What is required: In the listing, starting at the line containing "Quick question — can you spot any string" and ending at the line containing "141 272 526 427", change "terrace floor" to "patio floor". Reproduce only those lines, with everything else left the same.

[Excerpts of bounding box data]
========================================
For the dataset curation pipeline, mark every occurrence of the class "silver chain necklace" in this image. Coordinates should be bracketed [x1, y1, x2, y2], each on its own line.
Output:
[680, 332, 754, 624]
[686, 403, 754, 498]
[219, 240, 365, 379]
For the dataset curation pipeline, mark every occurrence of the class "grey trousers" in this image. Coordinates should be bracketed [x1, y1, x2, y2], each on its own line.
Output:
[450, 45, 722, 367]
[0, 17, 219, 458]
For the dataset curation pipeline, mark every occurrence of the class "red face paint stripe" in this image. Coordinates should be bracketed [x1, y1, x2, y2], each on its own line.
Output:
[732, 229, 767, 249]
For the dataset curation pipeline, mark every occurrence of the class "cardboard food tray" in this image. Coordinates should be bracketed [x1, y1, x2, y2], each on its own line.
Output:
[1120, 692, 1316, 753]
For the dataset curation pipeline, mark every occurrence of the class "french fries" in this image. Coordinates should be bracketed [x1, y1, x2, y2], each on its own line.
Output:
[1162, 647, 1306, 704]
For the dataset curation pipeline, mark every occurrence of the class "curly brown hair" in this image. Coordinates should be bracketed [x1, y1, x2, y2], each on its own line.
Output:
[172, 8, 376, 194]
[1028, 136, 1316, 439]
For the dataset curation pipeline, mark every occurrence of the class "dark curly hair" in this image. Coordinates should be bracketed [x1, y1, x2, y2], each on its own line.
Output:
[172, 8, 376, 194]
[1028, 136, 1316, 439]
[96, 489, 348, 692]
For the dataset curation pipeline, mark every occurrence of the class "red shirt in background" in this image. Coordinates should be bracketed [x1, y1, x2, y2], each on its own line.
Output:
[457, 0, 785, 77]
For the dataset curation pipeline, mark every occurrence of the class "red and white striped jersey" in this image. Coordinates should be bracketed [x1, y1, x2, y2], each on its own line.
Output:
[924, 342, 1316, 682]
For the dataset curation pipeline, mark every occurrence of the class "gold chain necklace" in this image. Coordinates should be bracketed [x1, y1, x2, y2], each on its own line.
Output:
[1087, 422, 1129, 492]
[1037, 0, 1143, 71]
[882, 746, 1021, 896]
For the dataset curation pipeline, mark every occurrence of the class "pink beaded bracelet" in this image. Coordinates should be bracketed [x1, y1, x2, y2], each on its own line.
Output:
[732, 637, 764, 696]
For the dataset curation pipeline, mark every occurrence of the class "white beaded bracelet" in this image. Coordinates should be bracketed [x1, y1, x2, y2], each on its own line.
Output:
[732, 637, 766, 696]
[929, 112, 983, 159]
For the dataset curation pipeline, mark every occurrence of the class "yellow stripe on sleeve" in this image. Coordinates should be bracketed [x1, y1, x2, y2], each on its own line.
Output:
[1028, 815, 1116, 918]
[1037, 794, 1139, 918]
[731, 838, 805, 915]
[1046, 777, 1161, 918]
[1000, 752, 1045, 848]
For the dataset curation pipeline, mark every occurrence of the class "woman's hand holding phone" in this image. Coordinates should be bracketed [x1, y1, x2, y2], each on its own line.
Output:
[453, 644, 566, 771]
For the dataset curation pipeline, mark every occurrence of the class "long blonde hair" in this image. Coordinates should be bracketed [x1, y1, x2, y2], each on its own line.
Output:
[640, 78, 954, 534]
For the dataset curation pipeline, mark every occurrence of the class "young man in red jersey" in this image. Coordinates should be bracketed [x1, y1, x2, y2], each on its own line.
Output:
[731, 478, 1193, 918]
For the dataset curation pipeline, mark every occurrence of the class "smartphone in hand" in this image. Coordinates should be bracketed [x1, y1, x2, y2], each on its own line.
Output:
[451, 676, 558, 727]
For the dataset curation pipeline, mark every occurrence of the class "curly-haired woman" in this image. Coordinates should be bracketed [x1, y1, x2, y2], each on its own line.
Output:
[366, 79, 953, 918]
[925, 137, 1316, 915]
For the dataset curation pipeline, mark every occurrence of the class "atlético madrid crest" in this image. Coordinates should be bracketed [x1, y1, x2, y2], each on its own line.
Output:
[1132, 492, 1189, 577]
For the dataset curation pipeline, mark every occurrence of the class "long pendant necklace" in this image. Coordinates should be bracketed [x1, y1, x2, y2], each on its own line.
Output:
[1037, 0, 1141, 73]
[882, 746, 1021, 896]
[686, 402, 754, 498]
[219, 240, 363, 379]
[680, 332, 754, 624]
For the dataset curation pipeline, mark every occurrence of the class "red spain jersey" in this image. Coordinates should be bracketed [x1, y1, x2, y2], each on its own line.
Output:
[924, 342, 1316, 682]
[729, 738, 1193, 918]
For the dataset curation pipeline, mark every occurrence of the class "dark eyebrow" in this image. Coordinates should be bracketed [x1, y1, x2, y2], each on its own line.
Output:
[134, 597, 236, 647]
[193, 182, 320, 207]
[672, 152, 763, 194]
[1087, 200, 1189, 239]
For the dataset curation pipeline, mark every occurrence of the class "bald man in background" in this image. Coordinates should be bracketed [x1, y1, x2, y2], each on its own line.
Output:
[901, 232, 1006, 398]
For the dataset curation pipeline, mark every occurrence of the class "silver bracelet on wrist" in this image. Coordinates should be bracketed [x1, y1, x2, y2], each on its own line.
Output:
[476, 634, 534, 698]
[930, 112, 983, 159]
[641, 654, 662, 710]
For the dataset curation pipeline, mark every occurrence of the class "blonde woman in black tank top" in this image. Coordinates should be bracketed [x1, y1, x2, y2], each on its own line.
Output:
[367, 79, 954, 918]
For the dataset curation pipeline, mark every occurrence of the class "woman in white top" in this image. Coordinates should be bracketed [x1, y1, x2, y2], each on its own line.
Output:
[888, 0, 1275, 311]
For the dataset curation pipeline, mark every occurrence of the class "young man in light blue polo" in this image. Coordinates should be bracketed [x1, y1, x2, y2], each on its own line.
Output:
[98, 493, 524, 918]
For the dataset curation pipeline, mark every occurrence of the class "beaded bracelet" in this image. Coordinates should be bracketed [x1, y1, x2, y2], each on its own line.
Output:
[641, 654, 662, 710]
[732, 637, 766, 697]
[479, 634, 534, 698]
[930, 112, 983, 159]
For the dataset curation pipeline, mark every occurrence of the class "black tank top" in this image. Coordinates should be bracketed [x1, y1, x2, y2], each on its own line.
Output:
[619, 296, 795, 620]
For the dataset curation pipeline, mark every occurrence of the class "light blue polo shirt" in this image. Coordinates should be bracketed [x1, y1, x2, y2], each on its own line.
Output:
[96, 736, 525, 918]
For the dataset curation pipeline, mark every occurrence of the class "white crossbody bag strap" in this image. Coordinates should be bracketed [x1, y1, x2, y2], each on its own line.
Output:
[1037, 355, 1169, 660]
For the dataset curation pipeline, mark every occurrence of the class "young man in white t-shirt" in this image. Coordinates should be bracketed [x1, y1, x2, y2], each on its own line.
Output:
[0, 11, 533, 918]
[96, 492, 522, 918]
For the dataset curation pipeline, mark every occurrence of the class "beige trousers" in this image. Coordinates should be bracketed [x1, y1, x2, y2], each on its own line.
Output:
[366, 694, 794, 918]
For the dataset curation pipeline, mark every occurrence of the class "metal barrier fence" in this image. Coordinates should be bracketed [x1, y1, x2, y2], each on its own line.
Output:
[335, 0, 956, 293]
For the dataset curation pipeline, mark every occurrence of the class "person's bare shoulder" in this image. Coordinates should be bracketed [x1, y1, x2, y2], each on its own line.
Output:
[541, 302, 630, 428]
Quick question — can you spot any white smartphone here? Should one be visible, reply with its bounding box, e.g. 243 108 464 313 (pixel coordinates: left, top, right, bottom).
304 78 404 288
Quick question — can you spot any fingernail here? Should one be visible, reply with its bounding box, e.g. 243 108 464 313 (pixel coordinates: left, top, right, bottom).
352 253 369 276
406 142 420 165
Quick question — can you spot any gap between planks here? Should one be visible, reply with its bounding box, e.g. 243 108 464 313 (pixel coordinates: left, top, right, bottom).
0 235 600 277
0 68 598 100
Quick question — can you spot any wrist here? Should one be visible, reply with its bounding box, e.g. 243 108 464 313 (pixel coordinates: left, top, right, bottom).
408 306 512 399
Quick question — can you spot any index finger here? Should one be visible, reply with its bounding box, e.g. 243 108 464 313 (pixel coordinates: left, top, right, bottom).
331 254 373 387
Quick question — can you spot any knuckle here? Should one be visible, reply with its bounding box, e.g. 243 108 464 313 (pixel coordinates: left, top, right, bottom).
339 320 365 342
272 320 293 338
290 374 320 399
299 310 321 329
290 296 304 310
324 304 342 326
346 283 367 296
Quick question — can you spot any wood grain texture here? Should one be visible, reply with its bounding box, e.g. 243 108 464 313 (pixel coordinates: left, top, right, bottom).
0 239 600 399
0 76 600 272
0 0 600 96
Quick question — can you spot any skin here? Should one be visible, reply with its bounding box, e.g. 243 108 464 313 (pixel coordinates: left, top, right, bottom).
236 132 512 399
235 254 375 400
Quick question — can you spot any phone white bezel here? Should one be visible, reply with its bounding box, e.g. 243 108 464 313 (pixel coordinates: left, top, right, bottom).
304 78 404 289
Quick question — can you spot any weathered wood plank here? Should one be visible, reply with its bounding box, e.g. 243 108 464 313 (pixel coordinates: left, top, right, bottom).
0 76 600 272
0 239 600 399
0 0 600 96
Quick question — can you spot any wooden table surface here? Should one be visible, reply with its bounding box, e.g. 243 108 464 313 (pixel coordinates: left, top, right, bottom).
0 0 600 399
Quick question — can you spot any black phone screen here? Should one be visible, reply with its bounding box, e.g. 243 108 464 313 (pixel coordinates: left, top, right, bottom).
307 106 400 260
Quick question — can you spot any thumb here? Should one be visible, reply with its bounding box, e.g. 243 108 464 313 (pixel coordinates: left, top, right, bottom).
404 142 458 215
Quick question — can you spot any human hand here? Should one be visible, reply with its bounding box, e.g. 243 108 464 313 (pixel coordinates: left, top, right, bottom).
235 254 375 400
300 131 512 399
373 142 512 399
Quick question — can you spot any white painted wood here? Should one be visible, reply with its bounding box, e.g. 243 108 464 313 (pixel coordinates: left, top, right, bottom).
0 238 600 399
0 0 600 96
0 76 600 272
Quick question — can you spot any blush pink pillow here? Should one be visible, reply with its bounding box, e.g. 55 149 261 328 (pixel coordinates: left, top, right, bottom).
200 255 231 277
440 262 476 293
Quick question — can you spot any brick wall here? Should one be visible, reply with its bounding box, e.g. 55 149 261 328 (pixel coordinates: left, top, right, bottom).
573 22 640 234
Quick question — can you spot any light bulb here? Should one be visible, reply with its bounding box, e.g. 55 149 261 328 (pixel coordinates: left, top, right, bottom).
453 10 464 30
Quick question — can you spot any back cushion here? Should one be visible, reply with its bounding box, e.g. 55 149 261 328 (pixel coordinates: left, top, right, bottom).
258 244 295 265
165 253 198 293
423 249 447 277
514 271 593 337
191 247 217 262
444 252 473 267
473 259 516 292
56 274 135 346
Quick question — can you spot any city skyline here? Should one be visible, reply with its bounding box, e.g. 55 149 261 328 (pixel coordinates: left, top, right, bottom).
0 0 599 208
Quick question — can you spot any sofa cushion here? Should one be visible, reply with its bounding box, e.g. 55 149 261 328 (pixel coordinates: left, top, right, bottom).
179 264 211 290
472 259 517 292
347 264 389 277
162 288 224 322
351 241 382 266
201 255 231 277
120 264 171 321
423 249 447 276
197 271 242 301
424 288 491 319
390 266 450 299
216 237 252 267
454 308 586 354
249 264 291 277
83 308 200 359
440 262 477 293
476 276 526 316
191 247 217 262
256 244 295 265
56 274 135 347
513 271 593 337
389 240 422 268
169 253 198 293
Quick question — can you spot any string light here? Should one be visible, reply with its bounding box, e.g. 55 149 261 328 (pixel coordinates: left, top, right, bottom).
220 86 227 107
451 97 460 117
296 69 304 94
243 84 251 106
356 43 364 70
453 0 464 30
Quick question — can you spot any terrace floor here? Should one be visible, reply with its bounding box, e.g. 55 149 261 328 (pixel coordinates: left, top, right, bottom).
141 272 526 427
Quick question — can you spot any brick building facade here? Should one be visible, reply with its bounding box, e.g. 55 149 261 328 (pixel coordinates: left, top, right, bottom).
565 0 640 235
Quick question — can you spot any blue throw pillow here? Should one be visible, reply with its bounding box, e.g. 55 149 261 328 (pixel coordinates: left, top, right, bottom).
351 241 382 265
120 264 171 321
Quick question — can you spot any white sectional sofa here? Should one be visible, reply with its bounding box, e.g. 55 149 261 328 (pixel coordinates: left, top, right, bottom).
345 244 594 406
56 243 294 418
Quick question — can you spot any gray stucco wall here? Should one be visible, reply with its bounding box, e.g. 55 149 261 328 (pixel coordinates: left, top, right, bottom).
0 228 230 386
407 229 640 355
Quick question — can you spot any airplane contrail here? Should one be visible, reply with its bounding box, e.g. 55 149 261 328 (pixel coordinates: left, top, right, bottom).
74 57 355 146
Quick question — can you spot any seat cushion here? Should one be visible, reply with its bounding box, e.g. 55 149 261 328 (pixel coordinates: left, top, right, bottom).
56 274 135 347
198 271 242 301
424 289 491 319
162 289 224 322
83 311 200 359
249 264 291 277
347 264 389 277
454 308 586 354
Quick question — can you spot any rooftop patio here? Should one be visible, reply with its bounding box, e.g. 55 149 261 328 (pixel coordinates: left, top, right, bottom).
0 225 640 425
========================================
Solution to the exercise:
Quick question — can you spot any string light here? Should one be visible, reply with its bounding box, e.g. 55 149 261 328 (pixel coordinates: left, top, right, bottom).
220 86 227 107
451 97 460 117
296 69 304 94
243 84 251 106
356 43 364 70
453 0 464 30
Quick question — can you spot any patio floor here? Should one be visible, reply with its bounding box, e.g. 55 149 261 328 (pixel coordinates: left, top, right, bottom).
141 272 526 427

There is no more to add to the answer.